• _Task requirements_
Pick out each line of the records below that contains the string "pillow", and copy those lines.

[Point annotation records]

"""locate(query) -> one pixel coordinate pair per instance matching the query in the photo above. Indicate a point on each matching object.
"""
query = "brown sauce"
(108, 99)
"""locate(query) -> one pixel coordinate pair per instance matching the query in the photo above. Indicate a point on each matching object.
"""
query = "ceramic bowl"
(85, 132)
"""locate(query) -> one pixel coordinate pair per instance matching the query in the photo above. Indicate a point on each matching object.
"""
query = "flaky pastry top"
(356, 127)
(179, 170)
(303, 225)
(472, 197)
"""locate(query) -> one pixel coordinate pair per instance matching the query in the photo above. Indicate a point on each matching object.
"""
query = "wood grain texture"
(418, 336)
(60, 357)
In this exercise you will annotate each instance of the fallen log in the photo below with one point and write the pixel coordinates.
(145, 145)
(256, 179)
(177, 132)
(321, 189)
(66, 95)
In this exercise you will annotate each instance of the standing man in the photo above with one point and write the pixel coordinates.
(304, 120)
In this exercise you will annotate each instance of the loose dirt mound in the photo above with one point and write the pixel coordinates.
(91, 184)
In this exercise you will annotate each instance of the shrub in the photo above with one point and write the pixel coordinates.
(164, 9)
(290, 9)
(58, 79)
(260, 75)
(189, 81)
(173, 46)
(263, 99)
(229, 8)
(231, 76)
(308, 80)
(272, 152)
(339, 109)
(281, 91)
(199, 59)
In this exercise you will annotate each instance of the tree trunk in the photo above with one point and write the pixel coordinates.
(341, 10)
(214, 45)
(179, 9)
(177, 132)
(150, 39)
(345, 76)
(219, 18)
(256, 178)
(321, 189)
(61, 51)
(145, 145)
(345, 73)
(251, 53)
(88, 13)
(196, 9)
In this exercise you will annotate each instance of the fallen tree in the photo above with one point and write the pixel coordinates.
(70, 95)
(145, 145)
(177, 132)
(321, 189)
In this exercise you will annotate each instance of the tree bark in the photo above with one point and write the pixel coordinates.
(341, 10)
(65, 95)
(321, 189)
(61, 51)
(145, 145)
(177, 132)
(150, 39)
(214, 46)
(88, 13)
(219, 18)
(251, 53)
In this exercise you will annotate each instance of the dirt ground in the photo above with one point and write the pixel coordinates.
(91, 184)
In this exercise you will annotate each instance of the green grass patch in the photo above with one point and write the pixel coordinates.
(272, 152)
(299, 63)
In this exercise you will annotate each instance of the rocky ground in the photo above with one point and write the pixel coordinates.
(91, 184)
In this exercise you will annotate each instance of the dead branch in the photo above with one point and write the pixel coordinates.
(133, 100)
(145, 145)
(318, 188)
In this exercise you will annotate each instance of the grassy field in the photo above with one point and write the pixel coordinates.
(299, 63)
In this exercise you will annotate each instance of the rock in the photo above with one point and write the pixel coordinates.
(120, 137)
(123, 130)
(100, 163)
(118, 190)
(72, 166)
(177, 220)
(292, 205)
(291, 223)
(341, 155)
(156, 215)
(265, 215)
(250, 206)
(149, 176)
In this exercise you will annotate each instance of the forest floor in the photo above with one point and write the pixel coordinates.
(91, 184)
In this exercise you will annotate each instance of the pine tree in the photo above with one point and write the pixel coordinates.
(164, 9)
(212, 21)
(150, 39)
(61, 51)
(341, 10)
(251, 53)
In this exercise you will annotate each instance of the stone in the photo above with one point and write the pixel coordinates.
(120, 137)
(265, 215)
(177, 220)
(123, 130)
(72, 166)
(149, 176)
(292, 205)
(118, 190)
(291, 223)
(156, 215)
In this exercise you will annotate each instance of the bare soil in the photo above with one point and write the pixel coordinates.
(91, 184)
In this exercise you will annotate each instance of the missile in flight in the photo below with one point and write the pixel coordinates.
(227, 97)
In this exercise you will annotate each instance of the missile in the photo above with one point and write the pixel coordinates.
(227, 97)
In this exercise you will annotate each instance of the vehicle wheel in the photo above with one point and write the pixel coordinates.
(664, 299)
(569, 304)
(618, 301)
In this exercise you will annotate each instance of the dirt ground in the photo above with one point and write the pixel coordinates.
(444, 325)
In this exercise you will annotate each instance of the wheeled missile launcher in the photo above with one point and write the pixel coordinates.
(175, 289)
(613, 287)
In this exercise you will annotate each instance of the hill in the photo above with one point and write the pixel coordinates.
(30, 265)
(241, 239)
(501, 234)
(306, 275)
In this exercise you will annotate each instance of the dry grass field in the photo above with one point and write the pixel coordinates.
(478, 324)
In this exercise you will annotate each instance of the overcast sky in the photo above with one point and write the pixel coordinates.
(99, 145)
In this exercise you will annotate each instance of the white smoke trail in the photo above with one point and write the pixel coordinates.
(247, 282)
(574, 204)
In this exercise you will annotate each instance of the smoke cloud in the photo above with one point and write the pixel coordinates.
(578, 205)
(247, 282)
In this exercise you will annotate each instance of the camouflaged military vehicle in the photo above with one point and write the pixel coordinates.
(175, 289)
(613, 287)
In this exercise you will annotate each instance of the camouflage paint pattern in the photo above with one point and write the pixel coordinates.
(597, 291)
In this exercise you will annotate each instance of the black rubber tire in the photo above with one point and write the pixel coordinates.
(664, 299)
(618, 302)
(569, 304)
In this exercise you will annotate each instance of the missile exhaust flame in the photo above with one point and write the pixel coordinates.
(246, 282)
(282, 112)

--

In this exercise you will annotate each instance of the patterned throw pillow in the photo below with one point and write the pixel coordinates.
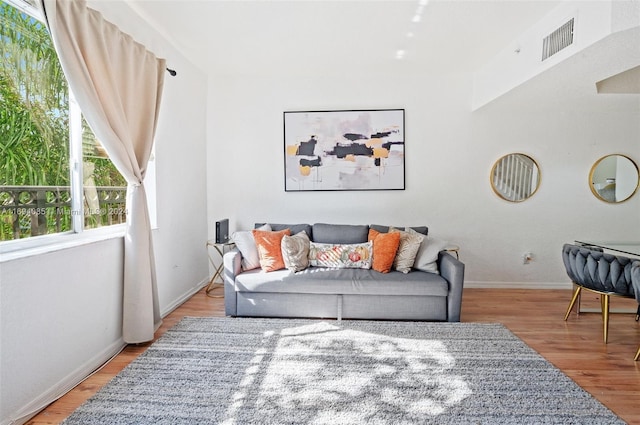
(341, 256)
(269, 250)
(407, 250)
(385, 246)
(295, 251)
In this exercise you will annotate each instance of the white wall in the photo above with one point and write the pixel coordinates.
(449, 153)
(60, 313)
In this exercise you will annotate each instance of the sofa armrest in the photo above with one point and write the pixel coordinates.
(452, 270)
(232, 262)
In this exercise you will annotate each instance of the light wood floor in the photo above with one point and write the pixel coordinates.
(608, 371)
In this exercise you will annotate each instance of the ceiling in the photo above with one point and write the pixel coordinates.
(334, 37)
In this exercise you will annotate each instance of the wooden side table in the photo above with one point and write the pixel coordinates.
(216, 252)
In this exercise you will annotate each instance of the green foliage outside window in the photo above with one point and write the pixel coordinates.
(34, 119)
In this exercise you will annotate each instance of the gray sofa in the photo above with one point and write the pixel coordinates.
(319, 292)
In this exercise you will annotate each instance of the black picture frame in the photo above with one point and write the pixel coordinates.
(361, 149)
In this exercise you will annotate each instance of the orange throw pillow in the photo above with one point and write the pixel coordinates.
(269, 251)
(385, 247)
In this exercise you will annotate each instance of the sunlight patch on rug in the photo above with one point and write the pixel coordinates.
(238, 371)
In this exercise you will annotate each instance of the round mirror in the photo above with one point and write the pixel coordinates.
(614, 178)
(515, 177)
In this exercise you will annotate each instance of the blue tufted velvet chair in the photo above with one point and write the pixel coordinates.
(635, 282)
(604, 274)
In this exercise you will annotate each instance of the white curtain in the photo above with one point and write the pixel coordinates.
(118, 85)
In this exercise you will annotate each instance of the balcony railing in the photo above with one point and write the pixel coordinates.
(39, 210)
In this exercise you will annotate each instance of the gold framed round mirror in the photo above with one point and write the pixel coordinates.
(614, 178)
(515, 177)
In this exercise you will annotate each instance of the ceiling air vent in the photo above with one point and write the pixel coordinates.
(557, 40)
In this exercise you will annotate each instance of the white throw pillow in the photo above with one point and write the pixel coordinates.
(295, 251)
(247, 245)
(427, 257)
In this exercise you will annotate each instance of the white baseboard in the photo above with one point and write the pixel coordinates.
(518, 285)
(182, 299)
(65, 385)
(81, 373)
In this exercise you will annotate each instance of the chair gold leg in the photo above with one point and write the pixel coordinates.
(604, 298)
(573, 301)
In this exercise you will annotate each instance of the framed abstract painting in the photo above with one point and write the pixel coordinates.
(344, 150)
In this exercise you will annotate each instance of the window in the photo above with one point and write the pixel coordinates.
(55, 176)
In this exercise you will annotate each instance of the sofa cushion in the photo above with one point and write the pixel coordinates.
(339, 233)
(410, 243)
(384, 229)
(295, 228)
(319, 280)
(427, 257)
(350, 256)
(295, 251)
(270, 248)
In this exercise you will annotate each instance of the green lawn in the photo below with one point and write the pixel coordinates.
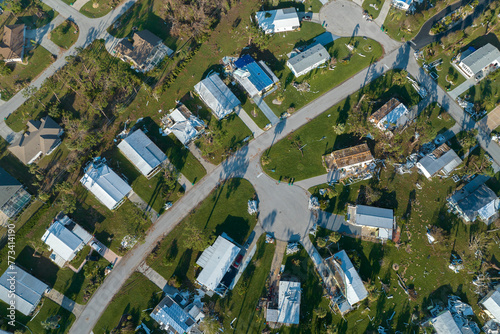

==

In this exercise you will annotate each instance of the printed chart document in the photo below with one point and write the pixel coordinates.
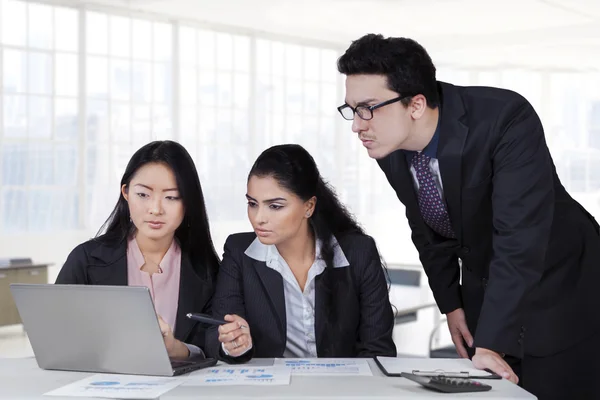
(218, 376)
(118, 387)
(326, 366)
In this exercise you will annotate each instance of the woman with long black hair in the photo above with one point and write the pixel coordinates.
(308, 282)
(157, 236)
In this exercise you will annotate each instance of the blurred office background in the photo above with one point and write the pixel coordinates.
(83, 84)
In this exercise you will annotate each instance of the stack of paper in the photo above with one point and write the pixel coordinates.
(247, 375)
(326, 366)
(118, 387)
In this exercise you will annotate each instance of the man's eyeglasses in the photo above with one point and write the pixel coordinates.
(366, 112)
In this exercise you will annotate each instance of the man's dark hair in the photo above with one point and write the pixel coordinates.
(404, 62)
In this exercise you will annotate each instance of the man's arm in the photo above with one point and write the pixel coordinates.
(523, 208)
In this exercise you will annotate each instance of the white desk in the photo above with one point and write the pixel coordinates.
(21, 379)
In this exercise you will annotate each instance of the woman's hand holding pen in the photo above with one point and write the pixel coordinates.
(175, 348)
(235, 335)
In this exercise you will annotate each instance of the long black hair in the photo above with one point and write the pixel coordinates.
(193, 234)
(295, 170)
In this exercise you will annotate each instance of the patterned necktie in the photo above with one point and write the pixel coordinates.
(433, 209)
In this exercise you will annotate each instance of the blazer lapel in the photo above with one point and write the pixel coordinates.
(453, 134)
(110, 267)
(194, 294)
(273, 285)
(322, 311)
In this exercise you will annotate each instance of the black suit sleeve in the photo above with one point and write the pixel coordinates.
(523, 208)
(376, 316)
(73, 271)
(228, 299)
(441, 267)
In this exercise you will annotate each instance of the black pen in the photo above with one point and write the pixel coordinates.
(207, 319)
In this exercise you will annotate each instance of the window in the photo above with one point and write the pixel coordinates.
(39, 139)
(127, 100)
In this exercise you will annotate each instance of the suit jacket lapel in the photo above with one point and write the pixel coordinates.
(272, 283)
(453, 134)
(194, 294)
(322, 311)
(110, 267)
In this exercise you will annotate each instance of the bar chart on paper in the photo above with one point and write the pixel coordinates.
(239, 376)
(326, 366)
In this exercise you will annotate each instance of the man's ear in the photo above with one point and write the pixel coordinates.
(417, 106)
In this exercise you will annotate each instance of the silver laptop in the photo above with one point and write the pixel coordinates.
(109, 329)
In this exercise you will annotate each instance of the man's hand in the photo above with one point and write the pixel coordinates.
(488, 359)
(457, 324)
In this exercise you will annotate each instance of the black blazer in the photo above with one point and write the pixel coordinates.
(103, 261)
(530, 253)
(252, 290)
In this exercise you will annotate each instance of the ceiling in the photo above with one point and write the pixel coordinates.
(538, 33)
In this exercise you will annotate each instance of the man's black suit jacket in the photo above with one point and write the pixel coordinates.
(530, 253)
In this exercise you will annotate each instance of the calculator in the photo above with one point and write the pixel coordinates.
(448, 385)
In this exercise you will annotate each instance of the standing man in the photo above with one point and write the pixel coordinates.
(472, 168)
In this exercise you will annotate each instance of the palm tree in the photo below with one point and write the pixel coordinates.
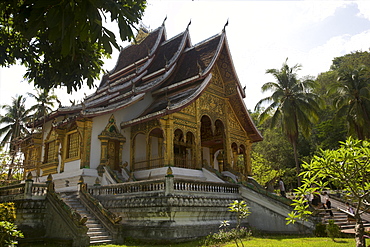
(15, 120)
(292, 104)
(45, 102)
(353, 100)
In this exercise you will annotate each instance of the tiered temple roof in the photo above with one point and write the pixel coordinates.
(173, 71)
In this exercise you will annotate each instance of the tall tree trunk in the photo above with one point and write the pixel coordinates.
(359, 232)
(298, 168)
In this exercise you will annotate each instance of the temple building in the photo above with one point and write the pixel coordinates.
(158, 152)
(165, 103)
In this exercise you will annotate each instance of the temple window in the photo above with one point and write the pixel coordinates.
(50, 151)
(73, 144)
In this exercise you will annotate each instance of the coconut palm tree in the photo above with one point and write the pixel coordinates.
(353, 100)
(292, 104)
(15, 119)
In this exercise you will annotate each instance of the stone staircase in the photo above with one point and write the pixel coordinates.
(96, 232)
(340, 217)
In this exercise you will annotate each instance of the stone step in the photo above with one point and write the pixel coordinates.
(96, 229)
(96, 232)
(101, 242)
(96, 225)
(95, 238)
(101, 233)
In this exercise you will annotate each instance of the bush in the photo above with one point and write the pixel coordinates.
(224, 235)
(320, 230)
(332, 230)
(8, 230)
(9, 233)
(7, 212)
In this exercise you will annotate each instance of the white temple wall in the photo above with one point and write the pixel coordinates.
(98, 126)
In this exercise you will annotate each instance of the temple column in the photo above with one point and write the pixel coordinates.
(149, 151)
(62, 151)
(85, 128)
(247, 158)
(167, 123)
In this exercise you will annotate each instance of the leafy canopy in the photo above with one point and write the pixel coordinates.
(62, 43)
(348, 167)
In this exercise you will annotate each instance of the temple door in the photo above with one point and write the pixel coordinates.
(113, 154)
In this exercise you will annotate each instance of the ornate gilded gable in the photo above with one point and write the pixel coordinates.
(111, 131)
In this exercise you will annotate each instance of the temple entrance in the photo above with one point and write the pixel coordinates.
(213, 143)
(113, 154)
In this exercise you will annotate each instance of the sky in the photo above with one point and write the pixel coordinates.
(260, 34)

• _Response to this exercise_
In this exercise you will annotate each instance of the patterned throw pillow in the photo below with one point and write the pixel coordinates.
In this exercise you will annotate each instance of the orange throw pillow in the photo above with one point and write the pixel coordinates.
In this exercise you will annotate each instance of the white throw pillow in the photo above with one point and write the pixel coordinates.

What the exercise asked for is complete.